EXTRACTED DATA:

-----

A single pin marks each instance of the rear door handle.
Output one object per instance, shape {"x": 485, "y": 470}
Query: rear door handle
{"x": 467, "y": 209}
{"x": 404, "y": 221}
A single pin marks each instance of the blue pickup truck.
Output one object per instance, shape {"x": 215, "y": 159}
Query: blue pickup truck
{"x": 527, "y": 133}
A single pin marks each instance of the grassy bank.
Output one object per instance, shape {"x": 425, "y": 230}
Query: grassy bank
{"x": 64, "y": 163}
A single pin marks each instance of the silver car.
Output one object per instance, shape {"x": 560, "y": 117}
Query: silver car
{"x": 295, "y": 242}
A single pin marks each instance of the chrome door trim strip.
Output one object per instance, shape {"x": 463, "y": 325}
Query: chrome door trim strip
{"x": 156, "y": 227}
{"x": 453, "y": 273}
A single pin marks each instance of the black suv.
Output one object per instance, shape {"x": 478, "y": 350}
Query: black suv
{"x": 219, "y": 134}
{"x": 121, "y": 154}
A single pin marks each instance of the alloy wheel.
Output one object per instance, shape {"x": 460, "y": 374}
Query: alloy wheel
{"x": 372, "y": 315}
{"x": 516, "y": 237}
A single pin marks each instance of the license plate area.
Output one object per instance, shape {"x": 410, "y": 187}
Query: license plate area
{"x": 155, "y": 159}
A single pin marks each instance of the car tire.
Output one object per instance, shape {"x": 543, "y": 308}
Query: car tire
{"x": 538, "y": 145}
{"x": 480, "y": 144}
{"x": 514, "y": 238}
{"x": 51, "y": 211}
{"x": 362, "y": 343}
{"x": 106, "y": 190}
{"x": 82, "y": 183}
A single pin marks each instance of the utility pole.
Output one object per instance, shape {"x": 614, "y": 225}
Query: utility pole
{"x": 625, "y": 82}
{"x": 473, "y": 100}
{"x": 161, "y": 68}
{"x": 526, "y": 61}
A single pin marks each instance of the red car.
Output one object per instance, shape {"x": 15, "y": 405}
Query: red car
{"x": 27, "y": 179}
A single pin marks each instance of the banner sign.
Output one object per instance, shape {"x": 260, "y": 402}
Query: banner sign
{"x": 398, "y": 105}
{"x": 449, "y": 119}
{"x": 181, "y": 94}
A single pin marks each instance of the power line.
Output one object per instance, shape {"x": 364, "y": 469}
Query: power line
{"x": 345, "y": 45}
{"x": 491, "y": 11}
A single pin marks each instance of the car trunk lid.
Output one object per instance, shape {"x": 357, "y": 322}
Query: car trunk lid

-----

EXERCISE OBJECTIVE: Print out all the material above, unaltered.

SOLUTION BELOW:
A single pin marks each instance of the rear door handle.
Output one object per instance, shape {"x": 485, "y": 470}
Query: rear door handle
{"x": 467, "y": 209}
{"x": 404, "y": 221}
A single pin marks each instance of the blue pickup truck.
Output one object per instance, shape {"x": 215, "y": 159}
Query: blue pickup truck
{"x": 527, "y": 133}
A single pin marks each instance of the grassy bank.
Output one object per instance, shape {"x": 425, "y": 230}
Query: grassy bank
{"x": 64, "y": 163}
A single pin marks each instance of the silver car.
Output one object per instance, shape {"x": 560, "y": 117}
Query: silver car
{"x": 295, "y": 242}
A single pin marks each instance of the chrome door trim strip.
Output one object per instance, shape {"x": 463, "y": 325}
Query: chrome door trim strip
{"x": 156, "y": 227}
{"x": 453, "y": 273}
A single pin marks each instance of the black suv.
Output one object per instance, shape {"x": 478, "y": 350}
Query: black suv
{"x": 219, "y": 134}
{"x": 121, "y": 154}
A single pin marks each instance of the alloy wheel.
Output one object per instance, shape {"x": 460, "y": 374}
Query: alloy wheel
{"x": 372, "y": 315}
{"x": 516, "y": 237}
A single pin marks each instance of the license plate area.
Output one object per instance, shape {"x": 410, "y": 187}
Query: license plate area
{"x": 155, "y": 159}
A single pin marks each instance of the car tire.
Output one object per instance, shape {"x": 543, "y": 308}
Query: car tire
{"x": 538, "y": 145}
{"x": 480, "y": 144}
{"x": 514, "y": 238}
{"x": 51, "y": 211}
{"x": 362, "y": 343}
{"x": 106, "y": 190}
{"x": 82, "y": 183}
A single pin marks each instance of the utility pole.
Output one object per instance, shape {"x": 614, "y": 225}
Query: utility pole
{"x": 625, "y": 82}
{"x": 473, "y": 100}
{"x": 161, "y": 68}
{"x": 526, "y": 61}
A single pin marks each instance of the red car.
Output one object per instance, shape {"x": 15, "y": 405}
Query: red car
{"x": 27, "y": 179}
A single pin marks each instance of the banner sign.
Output one object per instance, shape {"x": 260, "y": 402}
Query: banner sign
{"x": 398, "y": 105}
{"x": 449, "y": 119}
{"x": 181, "y": 94}
A single pin marks each instance of the power line.
Output one object per instance, shape {"x": 364, "y": 469}
Query: power line
{"x": 345, "y": 45}
{"x": 491, "y": 11}
A single pin marks each instance of the car trunk lid.
Output one object per instance, shape {"x": 357, "y": 322}
Query: car trunk lid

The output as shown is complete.